Text passage
⟨

Hybrid post‑media attitudes

This type of hybrid could obviously be traced back to Surrealism. The story of Surrealism could be seen as evidence confirming the arrival of the “new normal” since it started as an avant‑garde movement only to become, nearly a century later, commonplace in popular culture. Surrealist motifs, expressed, amongst others, in the form of collages in visual arts, would thus announce the coming of today’s digitally modified visuality: from advertising images to deepfakes. A more contemporary reference point for interpretation would be the art that emerged in the post‑media culture, as indicated, among others, by Piotr Zawojski, who writes about its “hybrid nature” and generic “impurity,”24 the confirmation for which has been provided by research on post‑media and post‑internet art. The activity of DIS,25 an art and curatorial collective operating in a mimicry‑like fashion on various levels that link art with commerce could serve as an example. The actions DIS members engage in include allusive toying with the image of the group (manifestly unnatural posed photographs with watermarks or overt “product placement” for sponsors in their artworks) or running a stock photo site that also acts as an art gallery. In terms of aesthetics, they as curators promote hybrid attitudes, adopting them also in their own creative practice, for instance in the above‑mentioned images which come across as surrealist pieces. Within them collide pastiche, irony, aesthetic flippancy and the post‑internet chaos of copious references to cultural texts of highly divergent content – ​​from stock photography to the “poetry of Shenzhen City.” A postmodernist origin of such actions could be indicated but that is hardly the point here; the thing is not to discover connections by following art historical methods. It is rather to find an approach that will allow us to find our way around the reality that these works tell us about. Piotr Zawojski writes: “Taking into consideration the biological and mythological sources of the concept of hybrid (there are, on the one hand, genetic connotations and, on the other, the memory of mythological sphinxes, harpies or chimeras), also worthy of notice are […] the mechanisms or ways of hybridising content, artefacts or actions that take the form of syncretic wholes frequently combining contradictory views.”26 In an era of interlacing post‑truth and post‑fiction, these are the tropes that carry sufficient validity.

⟩

Supplied data

⟨

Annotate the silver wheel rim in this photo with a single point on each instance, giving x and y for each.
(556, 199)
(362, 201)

⟩

What this exercise asks
- a) Name every mythological creature mentioned in the passage on hybrid post-media attitudes.
- b) Answer the following from the passage on hybrid post-media attitudes:
(i) To which movement could this type of hybrid be traced back?
(ii) What two qualities of post-media art does Piotr Zawojski write about?
(iii) What kind of site does DIS run?
- c) Condense the paragraph of the passage on hybrid post-media attitudes that begins "This type of hybrid could obviously be traced back to Surrealism" into a bulleted list that retains its main facts.
Rely solely on the passage on hybrid post-media attitudes for all responses.

Task-by-task results
- a) Sphinxes, harpies, chimeras

- b)
(i) Surrealism.
(ii) Its "hybrid nature" and generic "impurity."
(iii) A stock photo site that also acts as an art gallery.

- c)
- This type of hybrid could be traced back to Surrealism, which began as an avant-garde movement and, nearly a century later, became commonplace in popular culture.
- Surrealist motifs such as collage would thus announce today's digitally modified visuality, from advertising images to deepfakes.
- A more contemporary reference point is post-media art, whose "hybrid nature" and generic "impurity" Piotr Zawojski describes, as confirmed by research on post-media and post-internet art.
- One example is DIS, an art and curatorial collective that links art with commerce in a mimicry-like fashion.
- DIS toys with its own image through unnatural posed photographs with watermarks and overt "product placement" for sponsors, and runs a stock photo site that also acts as an art gallery.
- Its surrealist-seeming images combine pastiche, irony, aesthetic flippancy and post-internet chaos, with references ranging from stock photography to the "poetry of Shenzhen City."
- The aim is not to trace art historical connections, such as a postmodernist origin, but to find an approach for navigating the reality these works describe.
- Zawojski notes the biological and mythological sources of the hybrid concept and the hybridizing of content, artifacts or actions into syncretic wholes that often combine contradictory views.
- In an era of interlacing post-truth and post-fiction, these tropes carry sufficient validity.